짧은 연습: 아래 항목을 처음부터 끝까지 한 글자도 바꾸지 말고 그대로 옮겨 적으세요.

보이는 항목:
......

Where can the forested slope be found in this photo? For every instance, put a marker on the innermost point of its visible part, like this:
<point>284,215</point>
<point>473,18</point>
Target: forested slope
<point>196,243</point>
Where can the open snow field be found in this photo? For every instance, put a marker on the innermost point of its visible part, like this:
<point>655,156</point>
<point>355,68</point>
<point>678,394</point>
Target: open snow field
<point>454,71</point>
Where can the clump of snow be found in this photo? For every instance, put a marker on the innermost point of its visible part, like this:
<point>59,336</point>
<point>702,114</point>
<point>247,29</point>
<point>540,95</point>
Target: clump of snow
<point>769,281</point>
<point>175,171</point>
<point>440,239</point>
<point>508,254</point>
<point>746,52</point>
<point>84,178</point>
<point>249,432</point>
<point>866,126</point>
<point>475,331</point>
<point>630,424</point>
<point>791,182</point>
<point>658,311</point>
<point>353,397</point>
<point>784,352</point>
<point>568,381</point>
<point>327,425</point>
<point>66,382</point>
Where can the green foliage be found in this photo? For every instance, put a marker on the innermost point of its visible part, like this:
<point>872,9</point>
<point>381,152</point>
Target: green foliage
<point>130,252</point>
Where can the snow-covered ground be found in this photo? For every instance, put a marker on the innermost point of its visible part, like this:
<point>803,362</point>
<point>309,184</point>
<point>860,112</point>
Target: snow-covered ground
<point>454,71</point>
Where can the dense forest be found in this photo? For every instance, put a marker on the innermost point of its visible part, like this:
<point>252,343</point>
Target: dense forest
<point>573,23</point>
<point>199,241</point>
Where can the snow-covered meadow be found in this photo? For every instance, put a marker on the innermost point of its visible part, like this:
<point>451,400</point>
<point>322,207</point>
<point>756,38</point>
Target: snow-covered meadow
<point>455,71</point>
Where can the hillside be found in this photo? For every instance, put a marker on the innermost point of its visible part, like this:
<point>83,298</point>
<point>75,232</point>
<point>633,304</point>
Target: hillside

......

아래 결과:
Where can the forested slope be found in this photo? For every instance, put a marker on the innermost point of its visible part, like this:
<point>284,215</point>
<point>473,18</point>
Target: forested slope
<point>196,243</point>
Where can the open snow field be found in this photo? For every instance, put a marker on the innermost point of its visible part, like this:
<point>655,156</point>
<point>355,68</point>
<point>678,394</point>
Target: open snow field
<point>454,71</point>
Where can the clump of snow be found in this photo? For every instance, put a marker on the innermost point of its visible part, like this:
<point>59,336</point>
<point>702,114</point>
<point>247,29</point>
<point>540,95</point>
Target: clump of snow
<point>769,281</point>
<point>175,171</point>
<point>440,239</point>
<point>508,254</point>
<point>746,52</point>
<point>84,178</point>
<point>249,432</point>
<point>866,126</point>
<point>475,331</point>
<point>630,424</point>
<point>791,182</point>
<point>658,311</point>
<point>353,397</point>
<point>784,352</point>
<point>568,381</point>
<point>327,425</point>
<point>66,382</point>
Where can the green foliage be found in this photo? For every instance, put a marker on the innermost point of its visible part, like this:
<point>872,9</point>
<point>381,152</point>
Target: green foliage
<point>130,252</point>
Where can the snow-covered ground be found in this photo? For every instance, put a marker on the innermost point of its visible part, like this:
<point>803,362</point>
<point>309,184</point>
<point>860,112</point>
Target: snow-covered ground
<point>454,71</point>
Where can the dense forest be found in this photo? For every instance, put a marker on the innermost point of its visible part, like this:
<point>252,343</point>
Target: dense forest
<point>573,23</point>
<point>199,241</point>
Where can the snow-covered meadow be found in this photo? For every instance, put a marker on the innermost point of its visible part, like this:
<point>451,400</point>
<point>322,207</point>
<point>756,38</point>
Target: snow-covered meadow
<point>455,71</point>
Where can the hillside be found in this photo? For every instance, put a marker on the innermost point of its visible part, like this:
<point>83,298</point>
<point>75,232</point>
<point>633,304</point>
Target: hillside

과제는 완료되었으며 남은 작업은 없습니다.